Selected text:
....

Beware of the looming locust invasion

The Central government is operating drones, sending teams to spray insecticide, and issuing alerts as swarms of locusts descend on the western states of Maharashtra and Gujarat.

The drones are helping track the ravenous insects as they destroy crops, increasing fears over food security and economic malaise in the country which is already battered by the coronavirus pandemic.

Swarms of desert locusts have attacked parts of Rajasthan, Gujarat, Maharashtra, Madhya Pradesh, Punjab, and Uttar Pradesh states.

Alerts to States over probable locust attack

Delhi state government also issued alerts after suggestions that the swarms could reach the region, given forecast wind directions.  And Telangana state government has alerted the authorities of Adilabad district which shares its borders with Maharashtra.

In addition to the dual menaces of COVID-19 and crop-killing insects, large parts of India are also reeling under record summer temperatures. As the locusts ravaged fields in Rajasthan, farmers already reeling from the effects of a national coronavirus lockdown were left to watch helplessly in the scorching heat of 50 °C.

Are Locust Attacked India Before?

It’s the worst locust infestation India has seen since 1993, according to the country’s Locust Warning Organisation (LWO), but the swarms aren’t new to India.

Usually, they arrive from Pakistan between July and October and remain focused in Rajasthan. This time, however, weather conditions have helped the swarms spread into neighboring states.

What is a locust?


Locusts are similar to grasshoppers but can migrate over much larger distances.  A swarm can cover about 150 kilometers in a day.

The desert locusts are known to form particularly dense and highly mobile swarms, according to the United Nations Food and Agriculture Organization (FAO) desert locust information center.

....

Apply what you read:
1. In the locust article, copy the part starting at "Usually, they arrive" and ending at "kilometers in a day.", but change "neighboring states" to "nearby states".
2. According to the locust article, since what year has India not seen a locust infestation this bad?
You won't need the lines that come after this article to do any of this.

....

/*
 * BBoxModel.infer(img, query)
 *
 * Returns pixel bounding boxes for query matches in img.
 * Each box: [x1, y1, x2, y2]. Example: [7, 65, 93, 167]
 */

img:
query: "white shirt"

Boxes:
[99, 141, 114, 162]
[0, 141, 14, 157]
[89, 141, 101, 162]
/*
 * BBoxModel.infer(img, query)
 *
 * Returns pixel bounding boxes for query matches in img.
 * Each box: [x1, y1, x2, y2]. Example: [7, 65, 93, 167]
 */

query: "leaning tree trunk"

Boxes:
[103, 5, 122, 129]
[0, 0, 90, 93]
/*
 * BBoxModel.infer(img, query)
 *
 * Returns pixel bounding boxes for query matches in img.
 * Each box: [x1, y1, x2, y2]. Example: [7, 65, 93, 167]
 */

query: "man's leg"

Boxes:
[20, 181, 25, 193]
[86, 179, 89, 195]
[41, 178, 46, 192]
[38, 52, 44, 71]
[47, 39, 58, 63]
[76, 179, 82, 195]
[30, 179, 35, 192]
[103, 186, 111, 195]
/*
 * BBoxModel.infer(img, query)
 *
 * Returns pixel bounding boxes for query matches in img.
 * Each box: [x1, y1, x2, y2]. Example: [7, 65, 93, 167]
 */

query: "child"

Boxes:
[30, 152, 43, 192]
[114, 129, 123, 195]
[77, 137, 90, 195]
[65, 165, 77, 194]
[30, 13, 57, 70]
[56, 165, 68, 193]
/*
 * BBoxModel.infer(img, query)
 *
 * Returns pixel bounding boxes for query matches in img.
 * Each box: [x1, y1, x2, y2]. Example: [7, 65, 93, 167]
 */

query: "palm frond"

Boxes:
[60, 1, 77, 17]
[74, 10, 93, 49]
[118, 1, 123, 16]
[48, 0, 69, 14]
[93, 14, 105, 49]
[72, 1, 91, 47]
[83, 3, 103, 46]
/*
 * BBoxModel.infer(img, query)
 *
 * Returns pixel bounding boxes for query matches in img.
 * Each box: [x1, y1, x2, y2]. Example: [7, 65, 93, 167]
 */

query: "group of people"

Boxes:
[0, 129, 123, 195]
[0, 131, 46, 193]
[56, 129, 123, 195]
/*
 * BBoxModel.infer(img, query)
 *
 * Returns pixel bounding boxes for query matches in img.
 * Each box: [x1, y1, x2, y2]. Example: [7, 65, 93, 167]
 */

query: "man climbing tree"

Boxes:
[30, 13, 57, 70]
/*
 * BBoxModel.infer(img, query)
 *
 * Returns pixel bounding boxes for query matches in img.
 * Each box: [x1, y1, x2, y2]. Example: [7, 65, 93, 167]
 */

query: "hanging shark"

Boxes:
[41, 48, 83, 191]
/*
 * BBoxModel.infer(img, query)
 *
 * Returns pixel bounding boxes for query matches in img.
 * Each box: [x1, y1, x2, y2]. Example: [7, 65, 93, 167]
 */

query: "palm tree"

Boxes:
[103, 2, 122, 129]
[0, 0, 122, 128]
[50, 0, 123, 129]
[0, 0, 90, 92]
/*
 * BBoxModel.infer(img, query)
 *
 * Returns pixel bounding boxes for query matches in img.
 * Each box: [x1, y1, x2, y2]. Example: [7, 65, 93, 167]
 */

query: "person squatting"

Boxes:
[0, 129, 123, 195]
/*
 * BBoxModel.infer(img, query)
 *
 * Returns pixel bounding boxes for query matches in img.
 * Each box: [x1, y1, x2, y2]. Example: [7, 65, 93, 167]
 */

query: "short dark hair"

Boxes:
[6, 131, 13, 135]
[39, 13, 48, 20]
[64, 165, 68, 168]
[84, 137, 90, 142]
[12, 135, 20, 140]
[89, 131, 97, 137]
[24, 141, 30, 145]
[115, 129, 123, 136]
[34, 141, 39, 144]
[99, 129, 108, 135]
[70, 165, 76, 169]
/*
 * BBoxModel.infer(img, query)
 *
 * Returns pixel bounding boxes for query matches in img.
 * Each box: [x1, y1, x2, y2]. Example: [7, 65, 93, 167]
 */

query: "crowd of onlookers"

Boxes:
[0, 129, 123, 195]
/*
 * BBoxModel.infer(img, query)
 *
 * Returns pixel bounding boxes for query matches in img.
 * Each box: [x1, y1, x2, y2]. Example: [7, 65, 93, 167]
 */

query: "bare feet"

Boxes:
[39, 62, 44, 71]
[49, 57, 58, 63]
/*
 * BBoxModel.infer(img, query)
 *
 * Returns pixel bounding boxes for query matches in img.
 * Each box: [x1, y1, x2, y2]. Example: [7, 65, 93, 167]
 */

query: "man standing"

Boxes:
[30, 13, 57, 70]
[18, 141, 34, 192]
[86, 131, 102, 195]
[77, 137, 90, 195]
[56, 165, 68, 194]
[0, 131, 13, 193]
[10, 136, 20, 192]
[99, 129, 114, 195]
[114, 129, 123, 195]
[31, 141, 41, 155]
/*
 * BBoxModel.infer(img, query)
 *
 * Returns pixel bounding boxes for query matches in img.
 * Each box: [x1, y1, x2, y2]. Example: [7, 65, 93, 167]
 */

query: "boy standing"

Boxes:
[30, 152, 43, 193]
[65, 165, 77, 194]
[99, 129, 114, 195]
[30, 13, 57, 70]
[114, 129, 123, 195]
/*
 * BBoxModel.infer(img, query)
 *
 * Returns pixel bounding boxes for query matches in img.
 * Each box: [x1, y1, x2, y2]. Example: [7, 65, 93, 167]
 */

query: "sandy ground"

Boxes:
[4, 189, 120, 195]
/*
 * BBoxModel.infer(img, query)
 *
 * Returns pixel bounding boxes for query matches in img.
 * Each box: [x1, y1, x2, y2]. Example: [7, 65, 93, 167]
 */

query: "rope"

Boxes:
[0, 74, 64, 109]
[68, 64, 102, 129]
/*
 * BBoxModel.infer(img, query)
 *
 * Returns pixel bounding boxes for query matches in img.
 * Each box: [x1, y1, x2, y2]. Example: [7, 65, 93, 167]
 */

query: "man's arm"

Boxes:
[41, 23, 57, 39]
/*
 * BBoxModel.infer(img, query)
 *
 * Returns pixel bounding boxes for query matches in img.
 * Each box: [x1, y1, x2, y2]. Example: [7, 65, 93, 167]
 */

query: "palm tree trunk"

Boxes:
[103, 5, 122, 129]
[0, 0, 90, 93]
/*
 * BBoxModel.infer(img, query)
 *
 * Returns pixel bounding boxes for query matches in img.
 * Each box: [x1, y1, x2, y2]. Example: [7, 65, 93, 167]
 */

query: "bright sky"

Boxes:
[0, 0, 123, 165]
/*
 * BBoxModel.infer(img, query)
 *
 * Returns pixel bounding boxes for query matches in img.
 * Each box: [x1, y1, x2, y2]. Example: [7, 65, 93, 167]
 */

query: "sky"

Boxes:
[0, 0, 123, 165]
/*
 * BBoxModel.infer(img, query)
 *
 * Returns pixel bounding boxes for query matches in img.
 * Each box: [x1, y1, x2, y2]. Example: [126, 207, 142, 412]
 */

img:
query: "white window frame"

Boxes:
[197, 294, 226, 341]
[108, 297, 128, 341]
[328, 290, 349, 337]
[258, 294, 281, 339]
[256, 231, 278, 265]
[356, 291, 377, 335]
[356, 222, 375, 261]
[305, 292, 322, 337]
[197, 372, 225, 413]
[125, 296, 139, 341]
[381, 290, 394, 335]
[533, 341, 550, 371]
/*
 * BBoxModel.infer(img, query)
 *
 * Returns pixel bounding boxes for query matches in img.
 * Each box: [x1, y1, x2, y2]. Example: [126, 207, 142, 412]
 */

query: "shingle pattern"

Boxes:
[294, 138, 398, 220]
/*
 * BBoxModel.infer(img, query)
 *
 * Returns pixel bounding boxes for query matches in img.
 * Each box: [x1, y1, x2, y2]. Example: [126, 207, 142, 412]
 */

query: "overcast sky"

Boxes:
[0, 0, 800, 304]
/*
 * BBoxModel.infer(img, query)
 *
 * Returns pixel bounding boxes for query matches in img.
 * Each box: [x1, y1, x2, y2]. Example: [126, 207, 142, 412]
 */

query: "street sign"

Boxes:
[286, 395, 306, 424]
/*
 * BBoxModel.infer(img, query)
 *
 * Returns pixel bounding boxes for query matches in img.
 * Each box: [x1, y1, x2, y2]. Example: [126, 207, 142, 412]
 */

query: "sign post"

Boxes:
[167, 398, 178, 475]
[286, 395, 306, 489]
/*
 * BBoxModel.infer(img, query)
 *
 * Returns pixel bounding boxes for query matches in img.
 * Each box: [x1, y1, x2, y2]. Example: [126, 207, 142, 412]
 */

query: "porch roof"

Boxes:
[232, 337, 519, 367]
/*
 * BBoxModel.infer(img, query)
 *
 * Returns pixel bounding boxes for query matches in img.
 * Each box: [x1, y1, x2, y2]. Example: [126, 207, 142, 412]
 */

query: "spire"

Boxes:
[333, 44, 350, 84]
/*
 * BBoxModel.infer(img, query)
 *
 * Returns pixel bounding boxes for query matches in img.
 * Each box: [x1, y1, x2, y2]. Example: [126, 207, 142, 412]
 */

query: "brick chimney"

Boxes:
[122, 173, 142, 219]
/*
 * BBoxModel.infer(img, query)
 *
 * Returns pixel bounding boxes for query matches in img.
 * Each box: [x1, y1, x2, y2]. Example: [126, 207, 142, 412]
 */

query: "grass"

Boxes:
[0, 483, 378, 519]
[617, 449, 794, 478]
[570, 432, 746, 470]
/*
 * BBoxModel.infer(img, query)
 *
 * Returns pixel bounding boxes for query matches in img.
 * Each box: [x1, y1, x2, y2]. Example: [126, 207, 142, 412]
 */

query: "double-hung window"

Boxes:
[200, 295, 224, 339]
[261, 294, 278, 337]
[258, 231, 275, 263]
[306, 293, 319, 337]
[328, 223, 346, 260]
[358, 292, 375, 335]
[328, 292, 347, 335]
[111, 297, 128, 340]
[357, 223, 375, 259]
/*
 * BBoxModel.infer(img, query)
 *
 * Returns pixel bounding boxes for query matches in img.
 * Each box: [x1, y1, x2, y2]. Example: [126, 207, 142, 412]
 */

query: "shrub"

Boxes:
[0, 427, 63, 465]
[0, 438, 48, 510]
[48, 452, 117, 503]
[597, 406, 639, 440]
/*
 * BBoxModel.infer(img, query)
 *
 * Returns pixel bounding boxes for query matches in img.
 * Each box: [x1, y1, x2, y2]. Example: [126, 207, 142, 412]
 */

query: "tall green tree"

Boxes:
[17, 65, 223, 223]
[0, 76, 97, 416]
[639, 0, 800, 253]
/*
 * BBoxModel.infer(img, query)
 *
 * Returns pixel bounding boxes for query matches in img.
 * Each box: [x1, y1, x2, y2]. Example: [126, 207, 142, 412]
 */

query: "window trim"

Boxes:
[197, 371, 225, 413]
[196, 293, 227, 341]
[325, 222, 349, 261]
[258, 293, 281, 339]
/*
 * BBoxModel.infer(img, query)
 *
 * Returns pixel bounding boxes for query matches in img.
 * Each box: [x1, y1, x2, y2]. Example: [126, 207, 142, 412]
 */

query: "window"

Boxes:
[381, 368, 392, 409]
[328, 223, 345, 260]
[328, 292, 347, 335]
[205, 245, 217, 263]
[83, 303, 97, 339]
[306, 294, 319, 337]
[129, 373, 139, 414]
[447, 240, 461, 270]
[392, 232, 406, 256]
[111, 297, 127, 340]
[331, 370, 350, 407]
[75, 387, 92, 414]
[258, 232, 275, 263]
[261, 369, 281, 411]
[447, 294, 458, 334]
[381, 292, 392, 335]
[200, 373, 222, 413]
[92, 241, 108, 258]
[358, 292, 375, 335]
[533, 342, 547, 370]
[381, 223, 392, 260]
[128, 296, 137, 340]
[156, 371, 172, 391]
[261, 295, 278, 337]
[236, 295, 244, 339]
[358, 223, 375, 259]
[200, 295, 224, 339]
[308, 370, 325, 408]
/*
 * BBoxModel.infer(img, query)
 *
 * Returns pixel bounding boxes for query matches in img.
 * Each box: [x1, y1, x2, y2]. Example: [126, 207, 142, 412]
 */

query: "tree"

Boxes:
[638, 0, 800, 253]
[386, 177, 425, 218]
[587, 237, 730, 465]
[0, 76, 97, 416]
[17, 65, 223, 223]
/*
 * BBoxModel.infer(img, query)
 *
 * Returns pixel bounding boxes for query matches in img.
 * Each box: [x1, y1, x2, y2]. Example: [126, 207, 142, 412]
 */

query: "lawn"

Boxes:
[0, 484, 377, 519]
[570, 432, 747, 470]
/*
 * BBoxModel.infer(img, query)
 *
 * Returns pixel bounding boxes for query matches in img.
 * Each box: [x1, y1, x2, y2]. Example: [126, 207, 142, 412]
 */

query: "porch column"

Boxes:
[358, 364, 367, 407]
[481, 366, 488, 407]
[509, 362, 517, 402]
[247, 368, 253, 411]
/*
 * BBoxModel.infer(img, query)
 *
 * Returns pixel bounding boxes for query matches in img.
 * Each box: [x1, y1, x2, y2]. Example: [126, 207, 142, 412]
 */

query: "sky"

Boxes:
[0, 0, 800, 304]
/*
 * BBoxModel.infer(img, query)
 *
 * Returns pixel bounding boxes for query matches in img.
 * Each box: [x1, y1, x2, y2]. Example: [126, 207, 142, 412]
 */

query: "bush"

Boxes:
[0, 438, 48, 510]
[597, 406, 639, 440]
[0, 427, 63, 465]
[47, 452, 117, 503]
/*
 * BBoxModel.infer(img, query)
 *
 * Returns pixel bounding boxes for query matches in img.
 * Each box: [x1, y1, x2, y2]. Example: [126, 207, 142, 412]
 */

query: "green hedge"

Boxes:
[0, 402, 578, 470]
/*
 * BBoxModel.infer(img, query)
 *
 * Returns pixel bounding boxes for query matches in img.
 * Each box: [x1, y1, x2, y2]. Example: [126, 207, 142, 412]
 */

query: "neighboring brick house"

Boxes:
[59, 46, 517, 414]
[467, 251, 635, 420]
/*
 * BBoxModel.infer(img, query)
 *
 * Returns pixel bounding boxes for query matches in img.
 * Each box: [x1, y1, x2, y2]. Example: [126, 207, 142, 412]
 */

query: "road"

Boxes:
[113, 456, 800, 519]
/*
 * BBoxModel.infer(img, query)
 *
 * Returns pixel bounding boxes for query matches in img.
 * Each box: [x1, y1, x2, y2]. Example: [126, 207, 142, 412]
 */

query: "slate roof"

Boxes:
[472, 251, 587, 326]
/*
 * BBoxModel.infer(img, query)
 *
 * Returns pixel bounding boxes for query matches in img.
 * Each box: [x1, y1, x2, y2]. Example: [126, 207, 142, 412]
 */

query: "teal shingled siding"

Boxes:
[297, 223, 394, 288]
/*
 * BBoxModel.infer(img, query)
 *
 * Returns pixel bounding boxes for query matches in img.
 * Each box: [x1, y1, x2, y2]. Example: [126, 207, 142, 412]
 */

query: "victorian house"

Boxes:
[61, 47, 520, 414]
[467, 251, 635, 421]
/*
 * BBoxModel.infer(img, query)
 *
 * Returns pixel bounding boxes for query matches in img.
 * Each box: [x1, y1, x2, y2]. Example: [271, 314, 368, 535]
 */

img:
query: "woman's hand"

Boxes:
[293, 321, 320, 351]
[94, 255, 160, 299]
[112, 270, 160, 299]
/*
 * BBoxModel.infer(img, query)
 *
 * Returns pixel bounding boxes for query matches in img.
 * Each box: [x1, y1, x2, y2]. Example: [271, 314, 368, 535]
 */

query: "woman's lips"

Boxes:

....

Per-task answers:
1.
Usually, they arrive from Pakistan between July and October and remain focused in Rajasthan. This time, however, weather conditions have helped the swarms spread into nearby states.

What is a locust?


Locusts are similar to grasshoppers but can migrate over much larger distances.  A swarm can cover about 150 kilometers in a day.

2. 1993